▶ The task:
Please reproduce, with no changes, the stretch of the material from the line that contains "reads [[469, 180]]." through the line that contains "[[18, 229], [616, 230]]", and output only those lines.

▶ Dataset excerpts:
+ + + + +
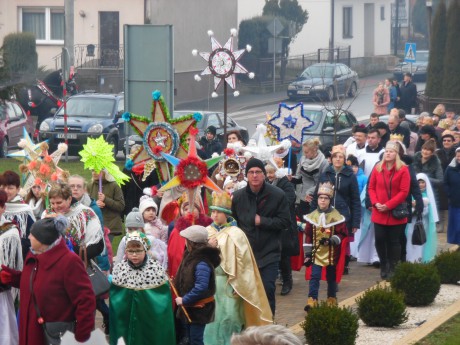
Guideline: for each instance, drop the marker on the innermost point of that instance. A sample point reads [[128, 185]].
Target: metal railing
[[95, 56]]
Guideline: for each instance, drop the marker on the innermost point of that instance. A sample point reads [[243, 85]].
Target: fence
[[95, 56]]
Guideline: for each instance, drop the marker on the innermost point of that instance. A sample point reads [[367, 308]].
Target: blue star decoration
[[290, 122]]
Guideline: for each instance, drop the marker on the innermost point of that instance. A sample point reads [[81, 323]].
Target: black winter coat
[[273, 208], [290, 239], [346, 194]]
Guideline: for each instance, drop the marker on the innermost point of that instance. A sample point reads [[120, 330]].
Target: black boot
[[287, 287]]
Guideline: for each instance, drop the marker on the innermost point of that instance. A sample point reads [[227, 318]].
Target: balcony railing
[[95, 56]]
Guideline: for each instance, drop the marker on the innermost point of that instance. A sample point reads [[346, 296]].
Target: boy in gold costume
[[325, 231]]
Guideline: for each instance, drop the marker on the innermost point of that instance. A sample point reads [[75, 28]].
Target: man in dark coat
[[408, 94], [262, 212]]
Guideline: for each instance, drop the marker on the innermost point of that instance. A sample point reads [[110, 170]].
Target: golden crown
[[397, 137], [221, 202], [326, 188]]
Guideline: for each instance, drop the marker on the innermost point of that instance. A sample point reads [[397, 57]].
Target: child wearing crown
[[140, 297], [325, 231], [240, 296]]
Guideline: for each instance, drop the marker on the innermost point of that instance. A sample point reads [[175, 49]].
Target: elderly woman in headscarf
[[426, 252], [54, 286]]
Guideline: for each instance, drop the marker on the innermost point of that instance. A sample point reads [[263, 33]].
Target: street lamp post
[[429, 8], [331, 43]]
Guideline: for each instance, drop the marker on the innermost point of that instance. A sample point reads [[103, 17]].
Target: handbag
[[401, 211], [53, 331], [98, 279], [419, 234]]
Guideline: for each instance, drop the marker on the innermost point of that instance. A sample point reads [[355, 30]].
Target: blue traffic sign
[[410, 53]]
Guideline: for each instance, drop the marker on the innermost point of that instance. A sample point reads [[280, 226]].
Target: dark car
[[324, 124], [216, 119], [417, 68], [89, 115], [324, 81], [13, 121]]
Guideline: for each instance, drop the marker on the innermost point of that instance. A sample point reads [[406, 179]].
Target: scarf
[[312, 164]]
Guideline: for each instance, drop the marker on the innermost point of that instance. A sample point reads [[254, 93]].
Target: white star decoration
[[290, 122], [223, 62]]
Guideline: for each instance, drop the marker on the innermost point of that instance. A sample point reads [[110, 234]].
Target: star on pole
[[290, 122]]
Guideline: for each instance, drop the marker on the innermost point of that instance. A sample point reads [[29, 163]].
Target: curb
[[429, 326], [416, 334]]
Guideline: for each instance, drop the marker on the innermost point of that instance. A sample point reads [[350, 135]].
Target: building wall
[[316, 32], [86, 24], [190, 25]]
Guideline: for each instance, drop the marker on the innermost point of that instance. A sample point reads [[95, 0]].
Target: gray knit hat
[[195, 233], [134, 219]]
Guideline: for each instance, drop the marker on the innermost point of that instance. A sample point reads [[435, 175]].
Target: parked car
[[13, 119], [216, 119], [324, 81], [323, 125], [418, 68], [89, 115]]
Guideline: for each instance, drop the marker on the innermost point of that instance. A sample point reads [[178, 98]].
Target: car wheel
[[4, 148], [113, 141], [330, 93], [353, 90]]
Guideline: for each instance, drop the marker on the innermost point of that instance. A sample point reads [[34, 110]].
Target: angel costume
[[20, 213], [11, 256], [140, 304], [85, 227], [427, 251], [240, 296]]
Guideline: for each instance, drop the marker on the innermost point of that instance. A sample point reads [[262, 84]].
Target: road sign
[[410, 52]]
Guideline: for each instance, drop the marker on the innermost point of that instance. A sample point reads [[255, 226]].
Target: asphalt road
[[250, 110]]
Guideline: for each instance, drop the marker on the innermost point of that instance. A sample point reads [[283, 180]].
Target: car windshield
[[422, 56], [318, 72], [88, 107]]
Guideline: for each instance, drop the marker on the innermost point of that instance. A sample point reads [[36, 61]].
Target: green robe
[[141, 314]]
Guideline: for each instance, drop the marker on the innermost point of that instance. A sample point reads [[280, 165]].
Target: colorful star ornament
[[223, 62], [191, 172], [42, 169], [290, 122], [258, 146], [160, 134], [97, 155]]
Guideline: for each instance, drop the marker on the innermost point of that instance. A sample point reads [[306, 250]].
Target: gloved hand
[[308, 260], [6, 277], [335, 240]]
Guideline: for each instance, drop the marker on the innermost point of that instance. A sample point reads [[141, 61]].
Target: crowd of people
[[198, 268]]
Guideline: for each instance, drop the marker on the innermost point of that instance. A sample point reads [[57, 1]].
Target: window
[[46, 23], [347, 22]]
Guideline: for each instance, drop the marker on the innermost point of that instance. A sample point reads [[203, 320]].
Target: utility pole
[[396, 29], [69, 31], [331, 42]]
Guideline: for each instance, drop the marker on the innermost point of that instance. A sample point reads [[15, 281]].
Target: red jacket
[[62, 290], [379, 189]]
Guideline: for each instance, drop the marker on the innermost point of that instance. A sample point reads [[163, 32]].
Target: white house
[[365, 25]]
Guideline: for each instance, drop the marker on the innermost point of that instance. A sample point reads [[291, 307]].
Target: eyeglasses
[[257, 172], [135, 252]]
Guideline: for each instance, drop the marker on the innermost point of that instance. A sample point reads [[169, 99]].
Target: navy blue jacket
[[452, 183]]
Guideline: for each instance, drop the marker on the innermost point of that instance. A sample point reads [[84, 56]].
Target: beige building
[[98, 35]]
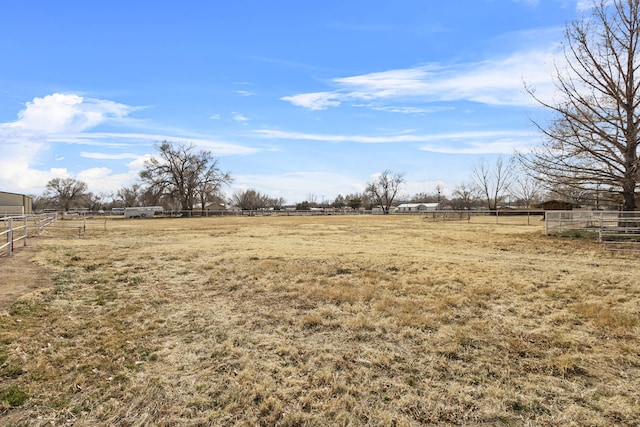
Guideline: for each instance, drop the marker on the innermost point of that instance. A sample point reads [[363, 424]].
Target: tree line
[[588, 155]]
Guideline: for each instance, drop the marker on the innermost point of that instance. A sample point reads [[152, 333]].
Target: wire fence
[[616, 230], [17, 230]]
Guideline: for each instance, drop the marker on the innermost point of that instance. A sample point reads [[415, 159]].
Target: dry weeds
[[324, 321]]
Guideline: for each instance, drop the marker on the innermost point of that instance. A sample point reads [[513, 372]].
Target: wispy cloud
[[240, 117], [64, 119], [105, 156], [493, 82], [479, 142], [68, 112]]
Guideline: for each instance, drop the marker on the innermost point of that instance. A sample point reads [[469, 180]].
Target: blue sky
[[295, 98]]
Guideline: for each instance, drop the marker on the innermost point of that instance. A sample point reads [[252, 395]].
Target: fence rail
[[18, 229], [616, 230]]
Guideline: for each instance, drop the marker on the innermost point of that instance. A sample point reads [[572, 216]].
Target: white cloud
[[314, 101], [104, 156], [103, 180], [59, 112], [477, 142], [494, 82], [58, 120], [240, 117]]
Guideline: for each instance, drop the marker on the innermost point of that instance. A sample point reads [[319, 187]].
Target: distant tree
[[339, 202], [384, 188], [186, 175], [250, 200], [465, 195], [276, 203], [303, 206], [493, 183], [65, 193], [527, 190], [95, 202], [130, 196]]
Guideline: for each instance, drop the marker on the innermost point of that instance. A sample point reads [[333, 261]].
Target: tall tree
[[67, 192], [130, 196], [526, 190], [593, 141], [493, 183], [465, 195], [384, 189], [249, 200], [181, 172]]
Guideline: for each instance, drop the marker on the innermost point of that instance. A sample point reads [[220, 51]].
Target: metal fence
[[16, 230], [616, 230]]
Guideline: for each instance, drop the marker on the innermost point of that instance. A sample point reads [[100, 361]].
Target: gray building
[[15, 204]]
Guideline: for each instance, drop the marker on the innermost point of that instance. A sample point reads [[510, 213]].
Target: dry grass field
[[354, 320]]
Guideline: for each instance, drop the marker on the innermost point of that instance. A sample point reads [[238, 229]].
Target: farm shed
[[418, 207], [556, 205], [15, 204]]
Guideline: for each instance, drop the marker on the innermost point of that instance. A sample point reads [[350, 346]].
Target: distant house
[[15, 204], [556, 205], [216, 207], [418, 207]]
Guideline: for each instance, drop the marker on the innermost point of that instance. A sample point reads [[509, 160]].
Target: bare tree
[[526, 189], [493, 183], [250, 200], [186, 175], [384, 188], [67, 192], [276, 203], [130, 196], [465, 195], [593, 141]]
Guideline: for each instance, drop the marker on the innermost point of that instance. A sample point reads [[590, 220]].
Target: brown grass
[[324, 321]]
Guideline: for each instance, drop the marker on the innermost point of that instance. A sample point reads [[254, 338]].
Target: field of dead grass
[[356, 320]]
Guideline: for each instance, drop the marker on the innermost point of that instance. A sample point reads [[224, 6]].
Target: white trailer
[[142, 212]]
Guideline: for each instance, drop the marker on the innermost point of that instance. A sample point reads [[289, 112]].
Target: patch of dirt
[[19, 275]]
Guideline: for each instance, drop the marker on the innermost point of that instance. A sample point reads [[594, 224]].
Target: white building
[[418, 207]]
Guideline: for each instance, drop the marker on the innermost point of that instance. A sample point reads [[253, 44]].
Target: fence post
[[10, 237], [26, 231]]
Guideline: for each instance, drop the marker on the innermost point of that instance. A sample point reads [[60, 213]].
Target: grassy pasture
[[355, 320]]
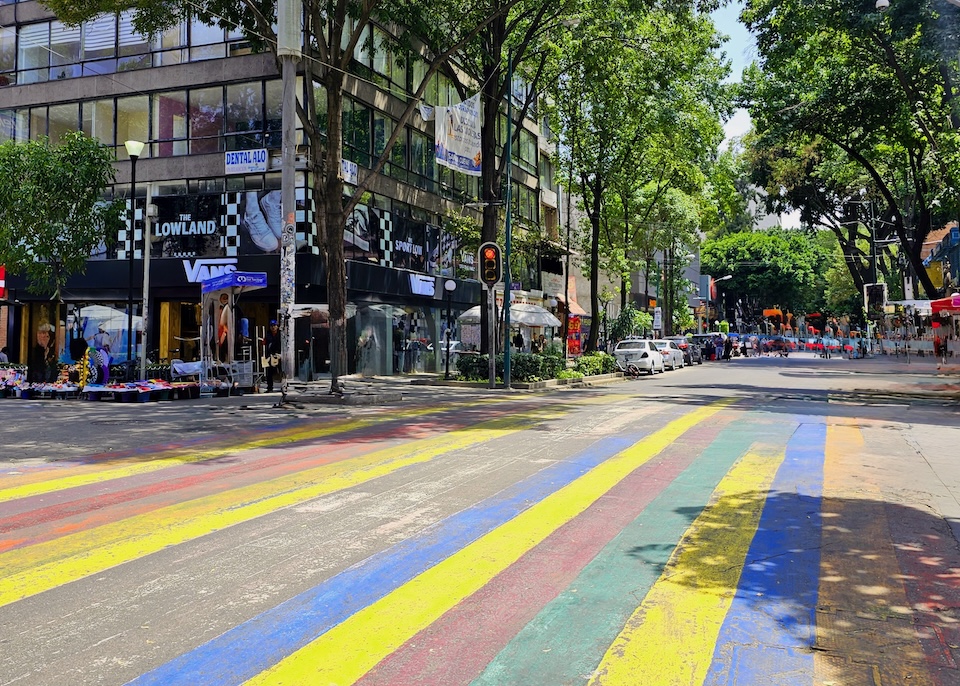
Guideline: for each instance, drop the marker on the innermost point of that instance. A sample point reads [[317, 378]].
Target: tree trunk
[[329, 189]]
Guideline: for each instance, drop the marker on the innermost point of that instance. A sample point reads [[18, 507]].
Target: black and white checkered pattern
[[386, 239], [123, 235], [230, 221]]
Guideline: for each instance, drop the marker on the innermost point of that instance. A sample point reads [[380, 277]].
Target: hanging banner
[[457, 140]]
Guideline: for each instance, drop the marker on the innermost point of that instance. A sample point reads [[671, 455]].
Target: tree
[[54, 216], [839, 80], [640, 113], [333, 33], [770, 268]]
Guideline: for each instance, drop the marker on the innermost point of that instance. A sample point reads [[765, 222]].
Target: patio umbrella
[[525, 314], [946, 306], [522, 314]]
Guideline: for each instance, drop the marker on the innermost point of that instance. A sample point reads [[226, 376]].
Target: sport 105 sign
[[245, 161]]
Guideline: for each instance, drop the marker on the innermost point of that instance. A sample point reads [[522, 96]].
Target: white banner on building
[[457, 141]]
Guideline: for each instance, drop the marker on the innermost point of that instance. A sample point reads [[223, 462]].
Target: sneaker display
[[256, 224]]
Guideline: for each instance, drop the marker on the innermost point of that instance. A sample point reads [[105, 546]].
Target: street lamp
[[449, 286], [134, 148], [716, 281]]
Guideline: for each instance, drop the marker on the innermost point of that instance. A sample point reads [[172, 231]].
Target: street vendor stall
[[218, 328]]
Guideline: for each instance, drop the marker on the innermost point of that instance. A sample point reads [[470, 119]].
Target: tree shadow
[[870, 588]]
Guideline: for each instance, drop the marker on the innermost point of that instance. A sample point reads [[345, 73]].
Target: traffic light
[[491, 264]]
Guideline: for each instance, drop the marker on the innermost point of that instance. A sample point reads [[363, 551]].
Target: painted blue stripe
[[767, 634], [263, 641]]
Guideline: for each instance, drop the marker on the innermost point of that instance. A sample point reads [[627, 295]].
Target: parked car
[[640, 352], [704, 341], [692, 353], [672, 355]]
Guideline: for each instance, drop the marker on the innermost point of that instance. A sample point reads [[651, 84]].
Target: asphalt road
[[761, 521]]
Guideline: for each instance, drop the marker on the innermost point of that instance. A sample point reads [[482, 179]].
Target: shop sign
[[203, 269], [421, 284], [245, 161]]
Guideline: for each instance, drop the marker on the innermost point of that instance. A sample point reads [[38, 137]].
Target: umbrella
[[946, 306], [532, 315], [520, 313]]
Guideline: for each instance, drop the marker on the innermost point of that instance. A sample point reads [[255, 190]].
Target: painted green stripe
[[568, 638]]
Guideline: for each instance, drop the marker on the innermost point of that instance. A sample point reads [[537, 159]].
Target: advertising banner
[[457, 136]]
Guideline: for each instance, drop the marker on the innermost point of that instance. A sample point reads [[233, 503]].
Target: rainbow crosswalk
[[686, 545]]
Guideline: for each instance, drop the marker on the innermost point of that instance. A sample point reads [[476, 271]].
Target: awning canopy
[[946, 306], [574, 308]]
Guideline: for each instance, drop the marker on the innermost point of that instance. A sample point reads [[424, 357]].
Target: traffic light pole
[[492, 337]]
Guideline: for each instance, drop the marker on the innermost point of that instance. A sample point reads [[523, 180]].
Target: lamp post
[[449, 286], [134, 149], [507, 286], [722, 313]]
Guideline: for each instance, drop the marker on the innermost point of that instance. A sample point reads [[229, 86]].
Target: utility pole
[[289, 50]]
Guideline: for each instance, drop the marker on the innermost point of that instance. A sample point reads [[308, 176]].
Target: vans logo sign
[[201, 270]]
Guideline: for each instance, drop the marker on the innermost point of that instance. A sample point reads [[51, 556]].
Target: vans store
[[396, 271]]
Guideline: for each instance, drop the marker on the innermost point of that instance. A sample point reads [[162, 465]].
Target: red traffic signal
[[491, 264]]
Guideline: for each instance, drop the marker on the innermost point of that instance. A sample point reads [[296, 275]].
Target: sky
[[741, 49]]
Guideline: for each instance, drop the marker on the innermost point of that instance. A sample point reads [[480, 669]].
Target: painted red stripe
[[456, 648], [153, 490], [928, 557]]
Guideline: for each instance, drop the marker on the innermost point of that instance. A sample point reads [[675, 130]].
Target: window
[[132, 116], [34, 56], [170, 123], [8, 56], [206, 42], [356, 132], [8, 125], [133, 48], [64, 51], [383, 128], [99, 38], [97, 120], [62, 119], [244, 116], [422, 160], [273, 101], [206, 119], [38, 122], [527, 153]]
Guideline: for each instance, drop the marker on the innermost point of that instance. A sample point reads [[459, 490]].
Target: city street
[[762, 521]]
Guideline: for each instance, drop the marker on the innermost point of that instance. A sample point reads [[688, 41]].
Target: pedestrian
[[272, 354]]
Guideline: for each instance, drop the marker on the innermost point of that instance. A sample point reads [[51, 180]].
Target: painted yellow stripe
[[349, 650], [28, 571], [670, 638], [37, 484]]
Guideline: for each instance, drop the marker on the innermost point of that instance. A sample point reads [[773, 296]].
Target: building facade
[[197, 93]]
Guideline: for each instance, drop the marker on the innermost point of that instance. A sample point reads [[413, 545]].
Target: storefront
[[397, 302]]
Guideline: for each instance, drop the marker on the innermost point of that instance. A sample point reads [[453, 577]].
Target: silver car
[[641, 353], [672, 355]]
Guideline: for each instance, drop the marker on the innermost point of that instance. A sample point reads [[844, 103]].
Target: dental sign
[[245, 161]]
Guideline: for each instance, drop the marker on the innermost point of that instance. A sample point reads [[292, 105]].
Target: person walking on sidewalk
[[272, 354]]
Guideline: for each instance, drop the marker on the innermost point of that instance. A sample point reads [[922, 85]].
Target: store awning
[[574, 307], [946, 306]]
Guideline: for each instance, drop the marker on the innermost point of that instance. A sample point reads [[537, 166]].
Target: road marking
[[29, 571], [347, 651], [670, 638]]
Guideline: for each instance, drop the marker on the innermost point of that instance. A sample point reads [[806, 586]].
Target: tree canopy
[[54, 216]]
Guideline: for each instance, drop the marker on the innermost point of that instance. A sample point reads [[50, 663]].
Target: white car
[[639, 352], [672, 355]]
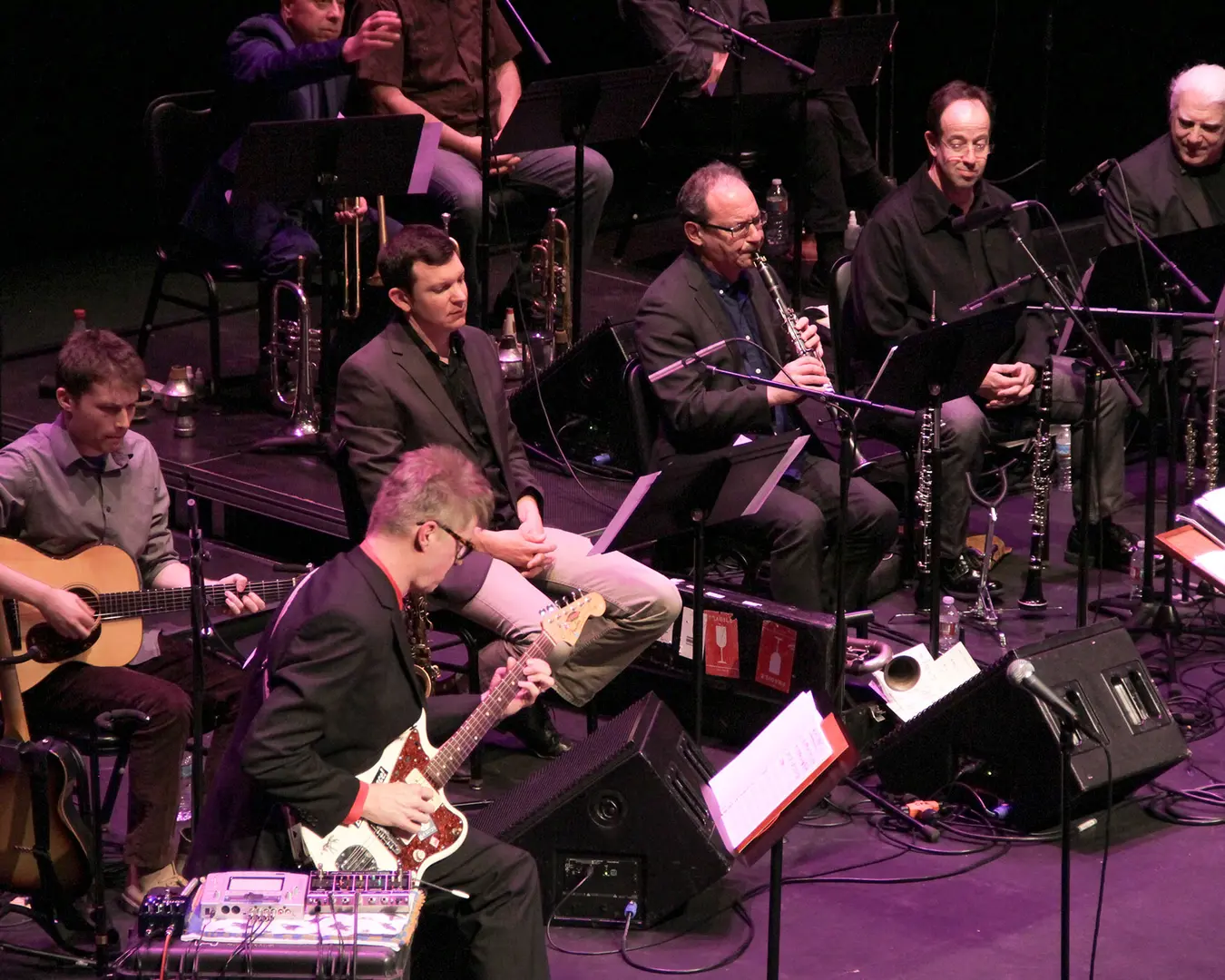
+ + + + +
▶ Answer to the task:
Guideline: for each instance, drop the marker on the innermost point of that instance. A sample point reads [[469, 180]].
Target: blue sky
[[295, 98]]
Guideline: for each instance, drop the marker on the innermost point of that instance. A sample point reads [[252, 395]].
Target: fence rail
[[18, 229], [616, 230]]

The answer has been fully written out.